* _Problem to solve_
When you copy from the entries that follow, take only the lines from the one with "[seg] forested hill" down to the one with "Provide the outline", keeping both ends and dropping every picture.
*** Opening Dataset records ***
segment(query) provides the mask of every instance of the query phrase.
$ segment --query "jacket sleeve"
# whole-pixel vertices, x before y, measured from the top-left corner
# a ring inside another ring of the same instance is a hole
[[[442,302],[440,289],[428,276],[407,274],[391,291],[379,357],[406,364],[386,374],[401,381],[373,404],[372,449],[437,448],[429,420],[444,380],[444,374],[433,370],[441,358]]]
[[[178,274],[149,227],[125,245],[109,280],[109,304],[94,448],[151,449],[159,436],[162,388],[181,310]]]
*** Closing Dataset records ***
*** Opening Dataset records ***
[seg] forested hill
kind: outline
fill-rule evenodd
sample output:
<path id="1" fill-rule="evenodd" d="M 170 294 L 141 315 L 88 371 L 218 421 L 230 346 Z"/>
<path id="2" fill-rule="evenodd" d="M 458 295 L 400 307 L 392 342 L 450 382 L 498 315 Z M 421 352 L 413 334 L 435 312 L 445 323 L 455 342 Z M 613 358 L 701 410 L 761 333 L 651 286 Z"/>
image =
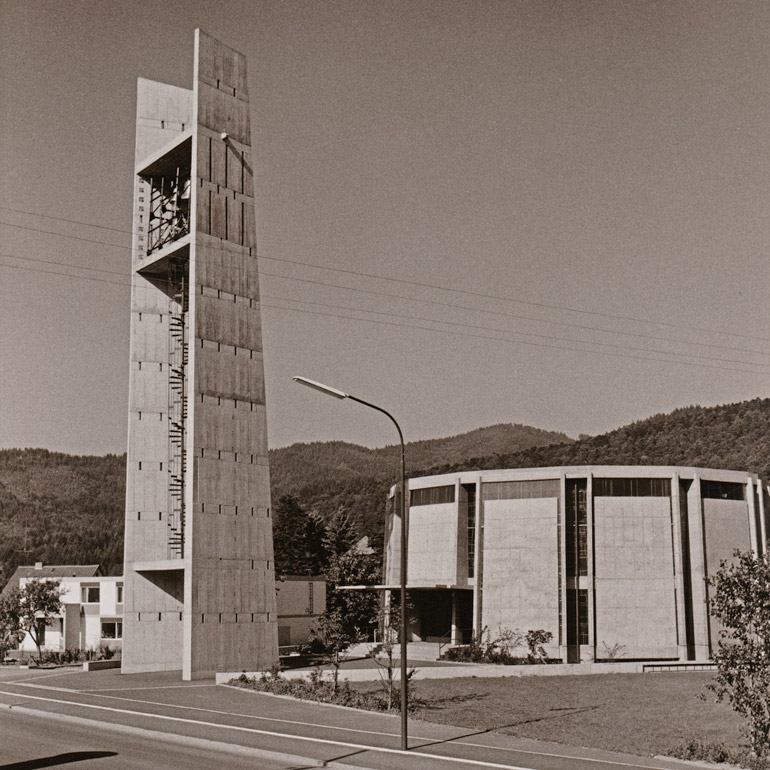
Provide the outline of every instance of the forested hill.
*** Closing Dataset records ***
* _Response box_
[seg] forested hill
kind: outline
fill-rule evenodd
sample output:
<path id="1" fill-rule="evenodd" d="M 170 294 L 141 315 L 88 371 L 218 421 L 230 346 Z"/>
<path id="2" fill-rule="evenodd" d="M 458 295 L 400 307 L 392 342 L 450 382 L 498 315 Z M 421 352 L 413 334 L 435 312 L 445 323 L 455 342 Z M 613 358 L 701 410 L 761 333 L 651 286 Z"/>
image =
Provide the outline of every instance of the forested hill.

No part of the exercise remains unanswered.